### TASK PROMPT
Switch each "sensor" in the data below to "motion detector" and leave everything else unchanged.

### GIVEN INFORMATION
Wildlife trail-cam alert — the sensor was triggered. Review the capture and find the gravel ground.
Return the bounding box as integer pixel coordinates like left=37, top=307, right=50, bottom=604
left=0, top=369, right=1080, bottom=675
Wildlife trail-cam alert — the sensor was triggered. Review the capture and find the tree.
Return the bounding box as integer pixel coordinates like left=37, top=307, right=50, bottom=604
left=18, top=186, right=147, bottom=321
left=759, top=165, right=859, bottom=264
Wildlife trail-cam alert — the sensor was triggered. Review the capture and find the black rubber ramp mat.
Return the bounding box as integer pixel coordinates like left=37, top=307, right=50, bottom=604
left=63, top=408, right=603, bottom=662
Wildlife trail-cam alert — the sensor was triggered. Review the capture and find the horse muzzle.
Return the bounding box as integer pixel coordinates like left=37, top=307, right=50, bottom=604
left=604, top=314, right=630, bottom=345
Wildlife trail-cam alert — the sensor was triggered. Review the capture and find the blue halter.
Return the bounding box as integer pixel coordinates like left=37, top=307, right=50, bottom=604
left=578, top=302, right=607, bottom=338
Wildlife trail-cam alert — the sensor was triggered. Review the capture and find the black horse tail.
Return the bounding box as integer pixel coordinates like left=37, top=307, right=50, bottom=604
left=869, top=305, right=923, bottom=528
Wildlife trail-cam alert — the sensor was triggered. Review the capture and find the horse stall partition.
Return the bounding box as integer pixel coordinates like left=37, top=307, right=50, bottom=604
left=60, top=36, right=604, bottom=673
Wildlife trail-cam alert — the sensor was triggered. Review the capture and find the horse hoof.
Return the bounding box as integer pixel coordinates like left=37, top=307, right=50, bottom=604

### RESPONSE TO THE TASK
Wildlife trail-cam alert — the motion detector was triggered. Review the capture and find the gravel ground.
Return the bounding box as integer pixel coordinates like left=37, top=307, right=50, bottom=604
left=0, top=369, right=1080, bottom=675
Wildlife trail-cam alert — the motion detector was triggered. Review the capture and find the tree.
Return the bounding box as integer pixel coordinates like left=37, top=307, right=50, bottom=604
left=18, top=186, right=147, bottom=321
left=759, top=165, right=859, bottom=264
Wildlife trail-cam alert — the motion detector was triggered. Review the capture and find the black rubber ramp mat.
Return the bounding box as integer pixel coordinates like left=37, top=307, right=50, bottom=604
left=63, top=408, right=603, bottom=662
Wildlife trail-cam alert — the motion detector was triggered. Review the capture and find the horse muzzle.
Return the bounding box as integer pixel coordinates like left=37, top=307, right=50, bottom=604
left=604, top=314, right=630, bottom=345
Wildlife trail-cam alert — the motion detector was triggered. Review the capture and find the blue halter.
Return the bounding box as integer pixel coordinates like left=37, top=307, right=50, bottom=604
left=578, top=302, right=607, bottom=338
Wildlife trail-cam alert — the motion detector was triggered. Review the capture and find the black horse tail.
Return the bounding box as integer pixel coordinates like left=37, top=307, right=50, bottom=604
left=869, top=305, right=923, bottom=528
Wildlife trail-cam alert — the motion detector was triggered. Review the capture and find the horse stall partition.
Return the bounding box as integer pixel coordinates like left=37, top=307, right=50, bottom=604
left=60, top=36, right=604, bottom=673
Wildlife trail-cam alert — the motion detector was triggered. Review the capture and find the horse hoof.
Return the bounding box as integer pixel coordinates like left=37, top=307, right=50, bottom=604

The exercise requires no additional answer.